### Work required
Count the lines below that contain the word "metal". Reply with the number alone.
>> start
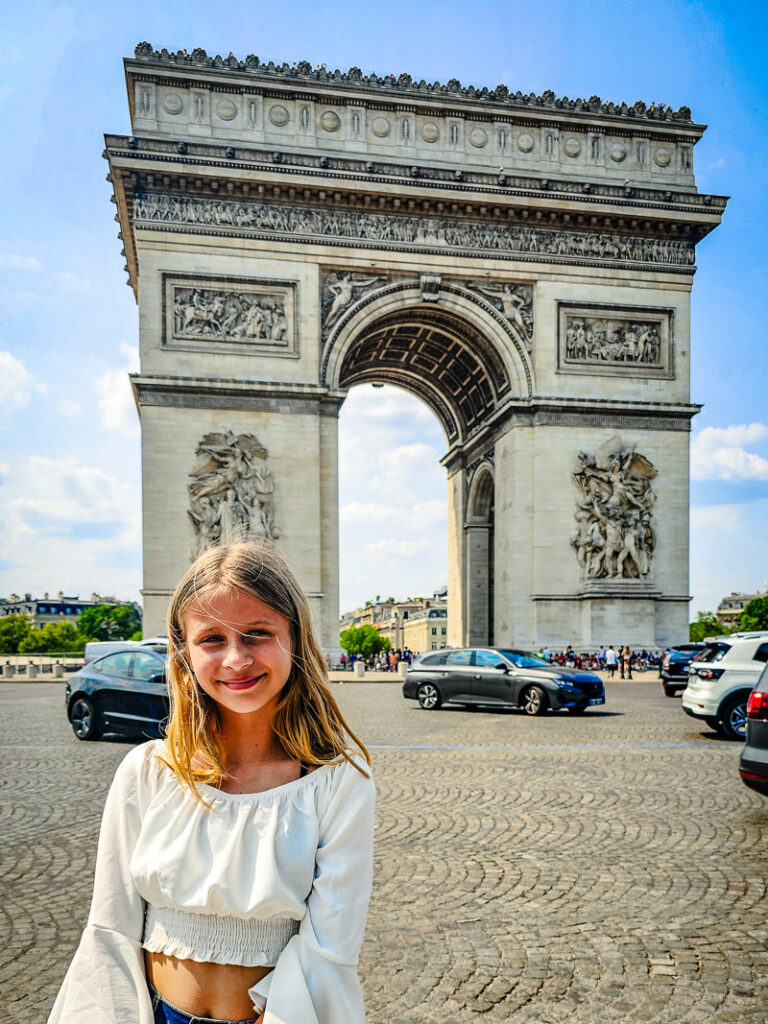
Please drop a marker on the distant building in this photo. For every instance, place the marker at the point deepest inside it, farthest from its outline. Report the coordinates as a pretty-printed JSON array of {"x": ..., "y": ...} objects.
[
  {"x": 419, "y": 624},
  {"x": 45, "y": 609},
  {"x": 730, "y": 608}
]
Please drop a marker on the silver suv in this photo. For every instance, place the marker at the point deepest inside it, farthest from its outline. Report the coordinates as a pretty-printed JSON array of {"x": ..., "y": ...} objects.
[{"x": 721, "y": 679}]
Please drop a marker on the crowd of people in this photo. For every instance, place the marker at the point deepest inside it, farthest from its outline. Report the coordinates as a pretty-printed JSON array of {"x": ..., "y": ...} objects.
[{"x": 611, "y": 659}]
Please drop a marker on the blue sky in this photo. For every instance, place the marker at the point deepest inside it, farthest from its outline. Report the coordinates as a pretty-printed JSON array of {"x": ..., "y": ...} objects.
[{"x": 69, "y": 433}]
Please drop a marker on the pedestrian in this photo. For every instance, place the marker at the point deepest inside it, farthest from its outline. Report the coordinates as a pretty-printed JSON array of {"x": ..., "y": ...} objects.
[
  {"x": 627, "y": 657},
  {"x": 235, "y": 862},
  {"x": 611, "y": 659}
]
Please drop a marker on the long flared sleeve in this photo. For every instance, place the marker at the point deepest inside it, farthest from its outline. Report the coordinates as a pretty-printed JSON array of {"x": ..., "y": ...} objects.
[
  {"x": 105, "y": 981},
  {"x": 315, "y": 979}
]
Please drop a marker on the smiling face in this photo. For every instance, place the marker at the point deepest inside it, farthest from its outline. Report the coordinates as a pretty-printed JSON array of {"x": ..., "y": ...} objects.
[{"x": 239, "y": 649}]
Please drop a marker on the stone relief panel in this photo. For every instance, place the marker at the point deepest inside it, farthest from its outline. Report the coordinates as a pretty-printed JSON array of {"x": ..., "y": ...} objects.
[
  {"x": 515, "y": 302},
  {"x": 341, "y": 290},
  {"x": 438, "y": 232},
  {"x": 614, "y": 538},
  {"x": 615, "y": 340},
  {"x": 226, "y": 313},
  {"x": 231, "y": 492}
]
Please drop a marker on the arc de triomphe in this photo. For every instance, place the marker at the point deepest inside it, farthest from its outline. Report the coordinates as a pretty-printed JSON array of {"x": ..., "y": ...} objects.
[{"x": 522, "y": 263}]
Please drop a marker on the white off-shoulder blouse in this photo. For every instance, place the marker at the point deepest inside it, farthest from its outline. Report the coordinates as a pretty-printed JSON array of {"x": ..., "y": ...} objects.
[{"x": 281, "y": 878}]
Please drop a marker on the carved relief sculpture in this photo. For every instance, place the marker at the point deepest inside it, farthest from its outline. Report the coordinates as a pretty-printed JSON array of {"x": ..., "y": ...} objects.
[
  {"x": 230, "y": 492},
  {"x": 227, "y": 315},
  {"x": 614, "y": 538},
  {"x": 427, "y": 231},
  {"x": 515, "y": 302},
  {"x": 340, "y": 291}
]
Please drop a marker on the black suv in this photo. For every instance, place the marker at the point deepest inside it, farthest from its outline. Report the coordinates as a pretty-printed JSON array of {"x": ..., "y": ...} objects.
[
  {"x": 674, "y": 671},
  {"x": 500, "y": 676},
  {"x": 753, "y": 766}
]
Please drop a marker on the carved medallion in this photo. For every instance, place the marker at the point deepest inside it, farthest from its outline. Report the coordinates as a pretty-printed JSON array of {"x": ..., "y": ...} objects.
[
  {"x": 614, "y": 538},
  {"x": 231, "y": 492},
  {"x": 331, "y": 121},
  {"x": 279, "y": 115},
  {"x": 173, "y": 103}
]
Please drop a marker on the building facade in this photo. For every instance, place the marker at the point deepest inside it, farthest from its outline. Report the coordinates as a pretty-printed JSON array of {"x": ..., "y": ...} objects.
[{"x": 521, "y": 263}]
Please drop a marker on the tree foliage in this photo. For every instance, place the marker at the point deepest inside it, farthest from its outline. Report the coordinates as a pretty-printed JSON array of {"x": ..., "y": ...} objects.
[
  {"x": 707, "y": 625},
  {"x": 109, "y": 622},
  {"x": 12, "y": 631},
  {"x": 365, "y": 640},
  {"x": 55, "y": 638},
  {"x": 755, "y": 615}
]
>> end
>> start
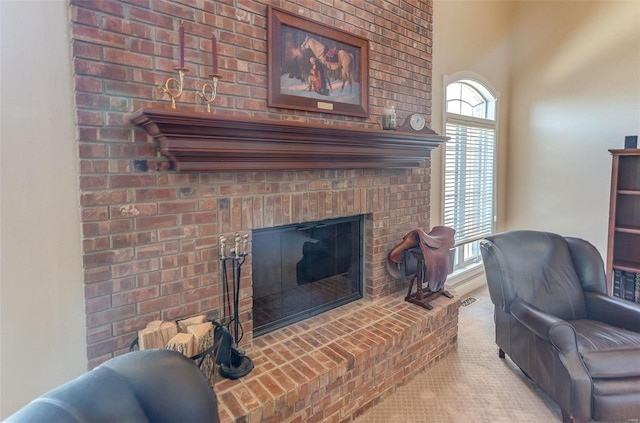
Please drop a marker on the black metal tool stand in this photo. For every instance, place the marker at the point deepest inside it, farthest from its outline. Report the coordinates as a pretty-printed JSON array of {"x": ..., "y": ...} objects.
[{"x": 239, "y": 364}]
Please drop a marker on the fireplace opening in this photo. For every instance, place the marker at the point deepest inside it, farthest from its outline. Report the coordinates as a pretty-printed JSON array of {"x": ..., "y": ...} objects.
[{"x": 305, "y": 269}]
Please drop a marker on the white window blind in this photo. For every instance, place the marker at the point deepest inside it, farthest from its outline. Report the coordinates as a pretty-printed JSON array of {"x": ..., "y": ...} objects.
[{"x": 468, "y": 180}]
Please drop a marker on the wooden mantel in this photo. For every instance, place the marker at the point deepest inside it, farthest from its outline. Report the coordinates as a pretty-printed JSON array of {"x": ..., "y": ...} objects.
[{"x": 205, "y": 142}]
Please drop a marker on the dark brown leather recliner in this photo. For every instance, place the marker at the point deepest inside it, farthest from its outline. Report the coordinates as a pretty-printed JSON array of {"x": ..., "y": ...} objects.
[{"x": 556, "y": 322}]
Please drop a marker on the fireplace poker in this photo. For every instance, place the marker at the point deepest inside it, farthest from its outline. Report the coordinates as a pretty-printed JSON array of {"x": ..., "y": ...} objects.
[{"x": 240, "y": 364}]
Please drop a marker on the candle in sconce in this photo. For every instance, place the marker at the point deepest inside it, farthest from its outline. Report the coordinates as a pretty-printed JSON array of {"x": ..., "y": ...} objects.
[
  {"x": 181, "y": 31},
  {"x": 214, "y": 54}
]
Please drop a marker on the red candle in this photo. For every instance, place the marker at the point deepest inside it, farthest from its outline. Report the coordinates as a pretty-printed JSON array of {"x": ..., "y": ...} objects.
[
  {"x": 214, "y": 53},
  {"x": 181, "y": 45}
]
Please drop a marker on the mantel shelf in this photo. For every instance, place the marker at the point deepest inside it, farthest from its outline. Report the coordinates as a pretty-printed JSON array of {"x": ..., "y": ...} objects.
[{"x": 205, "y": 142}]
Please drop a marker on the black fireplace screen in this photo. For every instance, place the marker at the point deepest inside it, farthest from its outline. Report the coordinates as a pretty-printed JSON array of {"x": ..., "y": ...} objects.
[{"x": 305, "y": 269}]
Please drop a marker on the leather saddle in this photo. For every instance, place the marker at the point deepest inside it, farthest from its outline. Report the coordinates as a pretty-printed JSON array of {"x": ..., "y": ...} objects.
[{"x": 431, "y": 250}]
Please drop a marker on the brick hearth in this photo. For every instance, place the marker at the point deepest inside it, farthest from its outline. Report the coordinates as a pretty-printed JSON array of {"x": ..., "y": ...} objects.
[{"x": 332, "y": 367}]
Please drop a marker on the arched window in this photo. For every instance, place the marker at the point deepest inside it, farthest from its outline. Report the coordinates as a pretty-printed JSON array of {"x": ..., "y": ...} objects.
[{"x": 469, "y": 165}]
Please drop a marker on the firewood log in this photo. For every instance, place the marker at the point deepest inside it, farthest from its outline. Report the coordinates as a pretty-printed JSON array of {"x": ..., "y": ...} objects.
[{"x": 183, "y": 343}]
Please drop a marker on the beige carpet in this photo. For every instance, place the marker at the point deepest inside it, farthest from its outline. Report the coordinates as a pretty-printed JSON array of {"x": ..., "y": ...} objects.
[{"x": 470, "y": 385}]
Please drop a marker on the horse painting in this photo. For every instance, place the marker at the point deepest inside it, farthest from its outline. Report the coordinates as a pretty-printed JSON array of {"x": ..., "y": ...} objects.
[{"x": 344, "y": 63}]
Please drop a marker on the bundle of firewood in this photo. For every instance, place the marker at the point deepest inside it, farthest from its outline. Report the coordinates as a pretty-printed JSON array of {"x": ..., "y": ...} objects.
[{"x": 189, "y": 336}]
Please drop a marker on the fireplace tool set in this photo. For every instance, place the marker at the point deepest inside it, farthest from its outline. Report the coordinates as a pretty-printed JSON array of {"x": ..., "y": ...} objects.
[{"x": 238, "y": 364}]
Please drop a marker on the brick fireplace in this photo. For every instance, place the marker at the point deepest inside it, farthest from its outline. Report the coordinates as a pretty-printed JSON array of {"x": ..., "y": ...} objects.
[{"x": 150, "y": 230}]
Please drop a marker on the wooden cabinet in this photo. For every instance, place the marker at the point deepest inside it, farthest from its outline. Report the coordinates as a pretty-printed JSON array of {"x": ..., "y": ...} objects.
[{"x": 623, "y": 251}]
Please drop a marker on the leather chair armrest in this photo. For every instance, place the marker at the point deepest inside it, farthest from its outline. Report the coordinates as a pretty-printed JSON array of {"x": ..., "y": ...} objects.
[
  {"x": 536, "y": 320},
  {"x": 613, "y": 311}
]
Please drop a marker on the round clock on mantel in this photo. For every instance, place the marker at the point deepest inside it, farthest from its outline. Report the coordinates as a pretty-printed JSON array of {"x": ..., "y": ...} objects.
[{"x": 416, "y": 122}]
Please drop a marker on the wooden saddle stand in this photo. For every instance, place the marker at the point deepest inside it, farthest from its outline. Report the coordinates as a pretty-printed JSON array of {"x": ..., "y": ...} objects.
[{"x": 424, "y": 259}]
>> end
>> start
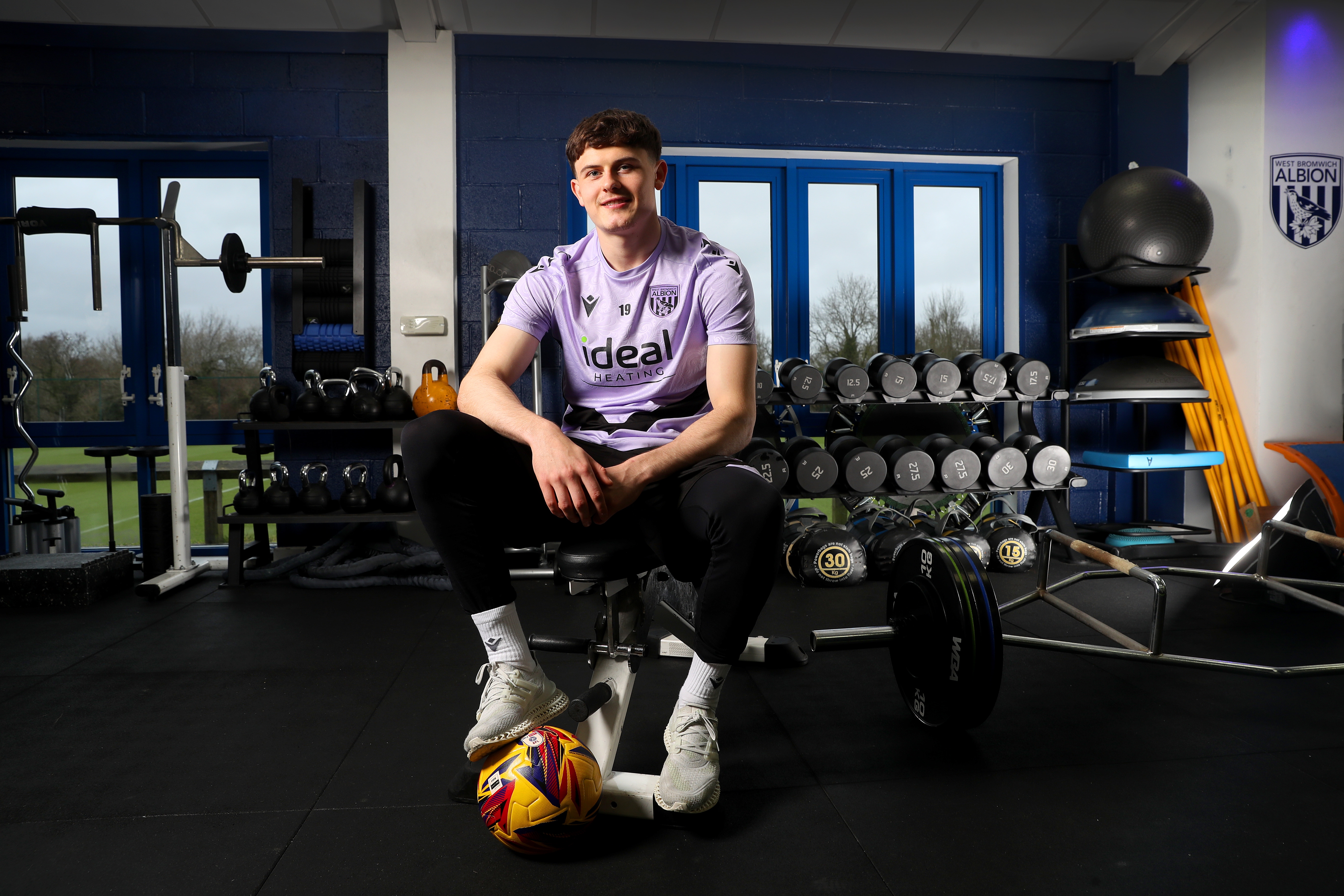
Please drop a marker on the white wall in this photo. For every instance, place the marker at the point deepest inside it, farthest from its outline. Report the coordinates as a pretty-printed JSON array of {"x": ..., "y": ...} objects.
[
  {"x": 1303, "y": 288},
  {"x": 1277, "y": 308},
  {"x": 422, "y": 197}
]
>> end
### Task response
1